> _EXTRACT TO READ_

#### Regression
##### Regression is a fundamental supervised learning technique in ML used for predicting a continuous target variable based on one or more input features.
##### Unlike classification, which predicts categorical classes, regression predicts continuous values like price, temperature, or age.
##### It finds a function that best describes the relationship between the independent variables (features) and the dependent variable(target).
##### The goal of regression is finding a "best-fit" line or curve that can be used to make predictions on new, unseen data

#### Supervised Machine Learning
##### Uses labeled data (input features + corresponding outputs).
##### Predicts outcomes or classifies data based on known labels.
##### Less complex, as the model learns from labeled data with clear guidance.
##### Model can be tested and evaluated using labeled test data.

##### Example.
##### Machine is given a dataset with input features (like age, salary, or temperature) and corresponding labels (like “yes/no,” “high/low,” or “rainy/sunny”).
##### Then machine learns dataset by finding patterns in the data. For example, it might learn that if the temperature is high, it’s likely to be sunny.

#### Un-Supervised Machine Learning
##### Uses unlabeled data (only input features, no outputs).
##### Discovers hidden patterns, structures, or groupings in data.
##### More complex, as the model must find patterns without any guidance.
##### Cannot be tested in the traditional sense, as there are no labels

##### Example
##### Imagine visiting a new city without a map or guide.
##### Buildings with tall spires might be grouped as churches.
##### Open spaces with greenery might be categorized as parks.
##### Streets with lots of shops could be grouped as markets.


#### Underfitting:
##### It occurs when a model is too simple to capture the underlying patterns in the data. It hasn't learned enough from the training data.
#### Causes: Insufficient training data or Poor feature selection.
##### Analogy: Like a student who didn't study enough for the exam. They only have a very basic understanding of the subject.


#### Overfitting:
##### It occurs when a model learns the training data too well, including the noise and random fluctuations, rather than the true patterns.
#### Causes: Noisy training data or model is too complex.
##### Analogy: Like a student who memorized every single practice question and answer but didn't truly understand the concepts. It will perfectly work on training data but on unseen data it don't.


#### Common Regression Algorithms
##### Linear Regression
##### Polynomial Regression
##### Logistic Regression
##### Support Vector Regression
##### Decision Tree Regression


#### What Problems Regression is it Used For?
##### Forecasting: Predicting future sales, stock prices, or demand for a product.
##### Estimation: Estimating the price of a house.
##### Healthcare: Predicting patient recovery time, disease progression, or the cost of treatment.


#### Basic Concepts to Know?
##### y = mx + b
##### we can also say, m is coefficient and b is intercept.
##### Y is target value, X is features independent values, m is the slope how steep the line is and b the position of slope line like where it is falling on x-axis, y-axis or in the middle.

Dataset excerpts
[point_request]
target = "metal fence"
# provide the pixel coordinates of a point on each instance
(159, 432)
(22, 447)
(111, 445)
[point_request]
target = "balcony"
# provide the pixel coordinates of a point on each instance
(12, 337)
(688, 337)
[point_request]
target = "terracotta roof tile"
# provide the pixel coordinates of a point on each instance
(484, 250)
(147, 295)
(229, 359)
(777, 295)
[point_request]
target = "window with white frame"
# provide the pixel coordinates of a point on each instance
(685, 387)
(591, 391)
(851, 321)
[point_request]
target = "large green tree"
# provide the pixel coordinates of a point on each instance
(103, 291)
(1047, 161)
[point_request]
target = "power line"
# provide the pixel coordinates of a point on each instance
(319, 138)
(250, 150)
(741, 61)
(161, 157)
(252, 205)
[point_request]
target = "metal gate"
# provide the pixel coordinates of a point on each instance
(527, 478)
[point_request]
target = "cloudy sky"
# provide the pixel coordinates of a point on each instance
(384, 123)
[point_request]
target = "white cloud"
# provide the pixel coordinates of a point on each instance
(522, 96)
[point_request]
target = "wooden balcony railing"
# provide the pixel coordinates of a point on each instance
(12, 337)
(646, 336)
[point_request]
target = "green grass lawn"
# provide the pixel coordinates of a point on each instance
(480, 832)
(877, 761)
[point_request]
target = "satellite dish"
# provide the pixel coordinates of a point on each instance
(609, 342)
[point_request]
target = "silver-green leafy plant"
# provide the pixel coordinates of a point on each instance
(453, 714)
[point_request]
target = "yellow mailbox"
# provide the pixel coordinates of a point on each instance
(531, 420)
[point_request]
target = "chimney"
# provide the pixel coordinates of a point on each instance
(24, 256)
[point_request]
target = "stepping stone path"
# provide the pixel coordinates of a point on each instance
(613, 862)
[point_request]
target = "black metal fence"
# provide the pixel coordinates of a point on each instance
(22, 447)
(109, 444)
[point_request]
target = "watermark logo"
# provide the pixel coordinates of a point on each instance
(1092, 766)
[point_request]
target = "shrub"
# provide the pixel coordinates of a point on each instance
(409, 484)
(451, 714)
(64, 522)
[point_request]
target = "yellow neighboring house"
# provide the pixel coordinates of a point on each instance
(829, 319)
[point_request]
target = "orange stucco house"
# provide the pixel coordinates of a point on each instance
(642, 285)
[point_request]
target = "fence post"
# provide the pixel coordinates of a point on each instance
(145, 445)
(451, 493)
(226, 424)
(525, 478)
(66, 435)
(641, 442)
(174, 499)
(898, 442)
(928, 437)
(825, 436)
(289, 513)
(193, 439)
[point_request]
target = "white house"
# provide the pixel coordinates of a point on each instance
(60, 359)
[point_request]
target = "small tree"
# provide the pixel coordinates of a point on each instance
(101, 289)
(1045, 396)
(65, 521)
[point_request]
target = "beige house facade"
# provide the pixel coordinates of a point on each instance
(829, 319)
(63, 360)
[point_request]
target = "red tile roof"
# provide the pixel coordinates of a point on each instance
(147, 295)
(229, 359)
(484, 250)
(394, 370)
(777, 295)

--

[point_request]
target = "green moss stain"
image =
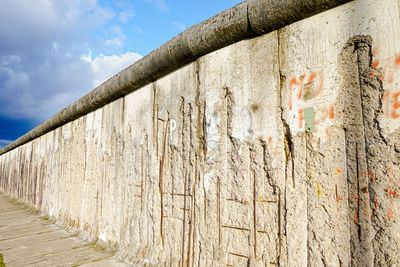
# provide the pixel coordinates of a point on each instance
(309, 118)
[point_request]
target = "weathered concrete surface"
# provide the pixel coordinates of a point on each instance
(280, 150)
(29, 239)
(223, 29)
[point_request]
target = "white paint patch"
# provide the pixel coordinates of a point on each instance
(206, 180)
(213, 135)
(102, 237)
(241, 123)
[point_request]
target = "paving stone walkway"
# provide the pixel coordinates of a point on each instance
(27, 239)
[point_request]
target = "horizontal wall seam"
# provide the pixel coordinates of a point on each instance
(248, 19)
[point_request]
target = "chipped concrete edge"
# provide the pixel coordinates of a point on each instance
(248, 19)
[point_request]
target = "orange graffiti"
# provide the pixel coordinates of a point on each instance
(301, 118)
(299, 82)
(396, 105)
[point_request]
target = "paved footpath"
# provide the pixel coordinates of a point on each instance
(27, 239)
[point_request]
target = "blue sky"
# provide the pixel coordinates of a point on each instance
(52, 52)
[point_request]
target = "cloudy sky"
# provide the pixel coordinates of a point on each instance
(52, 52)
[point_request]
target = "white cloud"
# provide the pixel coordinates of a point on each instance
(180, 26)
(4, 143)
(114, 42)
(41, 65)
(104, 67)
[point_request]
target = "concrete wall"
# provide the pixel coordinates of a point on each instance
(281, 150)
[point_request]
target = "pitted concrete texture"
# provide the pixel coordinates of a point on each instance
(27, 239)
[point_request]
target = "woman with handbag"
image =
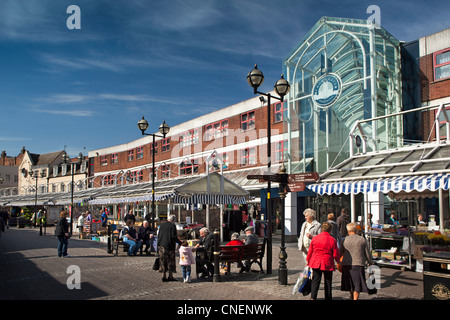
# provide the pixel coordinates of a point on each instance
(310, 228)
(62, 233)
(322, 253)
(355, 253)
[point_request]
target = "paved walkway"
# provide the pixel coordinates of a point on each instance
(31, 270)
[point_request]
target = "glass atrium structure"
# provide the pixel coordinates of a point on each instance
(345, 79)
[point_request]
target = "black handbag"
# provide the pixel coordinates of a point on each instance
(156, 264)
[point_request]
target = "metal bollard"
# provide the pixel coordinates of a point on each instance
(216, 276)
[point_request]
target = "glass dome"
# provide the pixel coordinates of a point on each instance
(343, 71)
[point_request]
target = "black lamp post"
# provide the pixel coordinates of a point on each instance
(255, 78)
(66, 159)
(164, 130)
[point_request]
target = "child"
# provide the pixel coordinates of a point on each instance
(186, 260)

> _EXERCISE SET_
1. According to the regression notes, what are the causes of overfitting?
2. Please rewrite the passage of the regression notes from "##### Analogy: Like a student who memorized" up to and including "for a product.", swapping "Forecasting" for "Projection".
3. For each statement, say whether it agrees with the regression notes, and quote the words that decide it. (a) Unsupervised machine learning uses labeled data. (b) Poor feature selection is listed as a cause of underfitting. (c) Regression predicts categorical classes.

> _SOLUTION SET_
1. Noisy training data or a model that is too complex.

2.
##### Analogy: Like a student who memorized every single practice question and answer but didn't truly understand the concepts. It will perfectly work on training data but on unseen data it don't.


#### Common Regression Algorithms
##### Linear Regression
##### Polynomial Regression
##### Logistic Regression
##### Support Vector Regression
##### Decision Tree Regression


#### What Problems Regression is it Used For?
##### Projection: Predicting future sales, stock prices, or demand for a product.

3.
(a) No: "Uses unlabeled data (only input features, no outputs)."
(b) Yes: "Causes: Insufficient training data or Poor feature selection."
(c) No: "Unlike classification, which predicts categorical classes, regression predicts continuous values like price, temperature, or age."